JOB –
Set the following entries down again exactly, line by line.

EXTRACTED DATA –
## begin
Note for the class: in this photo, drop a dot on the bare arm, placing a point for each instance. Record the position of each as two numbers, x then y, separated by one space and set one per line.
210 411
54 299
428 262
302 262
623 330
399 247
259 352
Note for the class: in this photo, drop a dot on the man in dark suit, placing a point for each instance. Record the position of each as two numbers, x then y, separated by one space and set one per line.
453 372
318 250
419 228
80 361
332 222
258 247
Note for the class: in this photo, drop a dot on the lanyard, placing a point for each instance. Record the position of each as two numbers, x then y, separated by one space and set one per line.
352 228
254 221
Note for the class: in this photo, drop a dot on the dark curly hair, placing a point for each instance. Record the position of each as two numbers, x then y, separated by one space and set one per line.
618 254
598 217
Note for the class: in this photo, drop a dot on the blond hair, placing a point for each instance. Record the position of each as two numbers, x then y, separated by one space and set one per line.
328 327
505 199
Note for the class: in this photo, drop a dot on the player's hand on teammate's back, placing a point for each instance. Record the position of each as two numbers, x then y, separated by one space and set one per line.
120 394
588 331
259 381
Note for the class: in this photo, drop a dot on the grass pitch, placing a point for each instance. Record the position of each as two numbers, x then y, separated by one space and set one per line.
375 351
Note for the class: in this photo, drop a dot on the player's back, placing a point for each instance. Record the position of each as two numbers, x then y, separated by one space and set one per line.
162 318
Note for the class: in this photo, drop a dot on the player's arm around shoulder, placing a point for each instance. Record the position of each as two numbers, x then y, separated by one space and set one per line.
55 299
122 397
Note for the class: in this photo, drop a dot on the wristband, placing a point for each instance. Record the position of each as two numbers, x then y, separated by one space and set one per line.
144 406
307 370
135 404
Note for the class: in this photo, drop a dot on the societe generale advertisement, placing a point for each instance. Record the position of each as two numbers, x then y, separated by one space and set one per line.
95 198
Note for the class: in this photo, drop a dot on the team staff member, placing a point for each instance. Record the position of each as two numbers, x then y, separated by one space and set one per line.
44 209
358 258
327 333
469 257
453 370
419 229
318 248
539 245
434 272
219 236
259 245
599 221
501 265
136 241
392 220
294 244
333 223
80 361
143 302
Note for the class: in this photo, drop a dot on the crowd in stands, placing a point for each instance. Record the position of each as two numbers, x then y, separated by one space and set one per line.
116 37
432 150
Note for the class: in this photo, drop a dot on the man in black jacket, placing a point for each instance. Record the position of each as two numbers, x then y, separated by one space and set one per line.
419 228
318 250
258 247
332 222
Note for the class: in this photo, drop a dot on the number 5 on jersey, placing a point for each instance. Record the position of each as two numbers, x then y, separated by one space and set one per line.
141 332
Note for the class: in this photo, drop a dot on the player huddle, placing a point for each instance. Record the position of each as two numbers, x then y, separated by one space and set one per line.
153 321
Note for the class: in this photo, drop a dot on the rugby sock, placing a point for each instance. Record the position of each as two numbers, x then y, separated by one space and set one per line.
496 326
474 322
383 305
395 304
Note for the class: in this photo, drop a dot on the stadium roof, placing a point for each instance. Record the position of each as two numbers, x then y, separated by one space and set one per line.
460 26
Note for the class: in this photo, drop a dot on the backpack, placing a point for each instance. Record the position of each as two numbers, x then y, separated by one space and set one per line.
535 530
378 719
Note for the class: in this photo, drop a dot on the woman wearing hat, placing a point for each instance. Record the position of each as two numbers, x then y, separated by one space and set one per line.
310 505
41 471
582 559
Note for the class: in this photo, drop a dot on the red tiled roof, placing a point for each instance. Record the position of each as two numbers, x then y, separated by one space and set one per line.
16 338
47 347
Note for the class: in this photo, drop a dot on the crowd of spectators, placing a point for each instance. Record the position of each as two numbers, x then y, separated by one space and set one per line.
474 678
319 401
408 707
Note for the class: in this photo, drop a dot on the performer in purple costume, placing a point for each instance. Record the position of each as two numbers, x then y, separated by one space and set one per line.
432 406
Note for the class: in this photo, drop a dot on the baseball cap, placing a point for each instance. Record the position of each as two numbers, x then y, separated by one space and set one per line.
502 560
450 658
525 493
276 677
## end
WRITTEN ANSWER –
Note for the class: in this photo, drop a dot on the bare arm, placing a point for each instance. Record the position of each as two numbers, x then y, separated by one space and set one per line.
210 411
54 299
428 262
302 262
623 330
399 247
259 352
Note for the class: in this photo, drop a dot on the man in dark suit, placing a point for each instance. Record the position of each as two numbers, x then y, separated by one space and set one per line.
453 372
318 250
419 228
80 361
332 222
258 247
Note for the class: in this photo, drop a dot on the lanyard, placing a point for each instance. Record the position of each as two numbers, x then y, separated by one space and set one per line.
352 228
254 221
Note for the class: in this photo, drop a dot on the dark curly hair, placing a point for each instance. Record the position of each as two numbers, x then y, separated by one space and set one per line.
618 254
598 217
Note for the class: in this photo, drop a dot on the blond hair, placing a point for each instance. Record the position of each as two numbers, x then y, separated by one space and set one per line.
328 327
505 199
Note for the class: in this photo, drop a dot on the player's hand on teammate's back, placing a point for each instance. Record the position of each as two numbers, x then y, separated by one space and set one per line.
120 394
588 331
259 381
Note for the class: in this photo, drop a dot on the grass pitch, placing a point for each instance. Record the position of each as two numbers, x then y, separated by one space and set one per line.
375 351
Note for the class: in this photo, drop a dot on the player's back, placing a point for each instance. Record the position of each as two numbers, x then y, separated by one space and set one per line.
162 318
Note for the class: in this photo, drop a dot on the player's arm around shoulder, placing a point for each instance. Record the position of each as two numbers, x then y, separated by one space and set one per line.
55 299
122 397
Note for the class: in this photo, drop a dot on the wristband, placing a point for each instance. Record the position of each as two numbers, x then y, separated by one space and set one per line.
144 406
307 370
135 404
Note for the class: in this photo, drop a dot on the societe generale advertisement, placing a point for each instance. Record the position of each as two numbers, x then y, separated by one space and set one per line.
95 198
Note for the class: in this photo, drop a dot on the team staff member, placing a point for each instance. Record the position of each as two numbers, x then y, separated by one space and set one per line.
44 209
358 258
327 333
469 257
453 370
419 229
318 248
539 245
434 272
219 236
259 245
599 221
501 265
136 241
392 220
294 244
333 223
80 361
143 302
Note for the class: in this photo, drop a dot on the crowd in stands, placing a point for each instance. Record the position of each as two numbers, x then y, separated by one space and set one per line.
116 37
432 150
Note for the class: in this photo, drop a dot on the man in black jacket, placing a point for each instance. Record the position of each as two numbers, x then y, separated by one space and set one per line.
419 228
318 250
258 247
332 222
Note for the class: in this photo, drop a dot on the number 5 on jersey, placing a point for each instance. Record the position of each as two numbers, x then y, separated by one space and set one per line.
141 332
Note for the class: in this photo, drop a dot on the player huddle, placing a point for each instance. Record the position of each as two numbers, x then y, separated by one space and set one per line.
153 321
Note for the class: in this photo, drop a dot on the rugby sock, placing a point for each instance. Record the position of each as two numbers, x then y, separated by one space and set one per line.
496 326
474 322
383 305
395 304
Note for the class: in this photo, drop a dot on the stadium roof, placing a point for each instance. Record the position of each as two numbers, x then y, separated by one space and set one per line.
460 26
Note for the class: in this photo, drop a dot on the backpack, placing a point for each instance. Record the position of each as two numbers, x then y, separated by one space and set one per line.
535 530
378 719
Note for the class: in this photo, drop a dot on the woman wearing hat, placing a point for each instance. Record the position of each as two numbers, x then y, separated by one space and set one per line.
310 505
41 471
582 559
Note for the class: in this photo, drop a dot on the red tiled roof, placing a point for each instance. Record the position of each as two numbers, x then y, separated by one space and set one per line.
16 338
47 347
Note for the class: in this photo, drop a dot on the crowd of spectators, placing a point for each instance. Record the position of each as two numbers, x then y, separated by one space and set one per line.
474 678
319 401
408 707
Note for the class: in this photo, drop a dot on the performer in purple costume, placing a point for each instance. Record the position of each as two numbers, x then y, separated by one space and set one per line.
432 406
Note for the class: in this photo, drop a dot on the baseball cap, placing a point for each instance. Record the position of each as two numbers, x then y, separated by one space and set one per line.
502 560
450 658
525 493
276 677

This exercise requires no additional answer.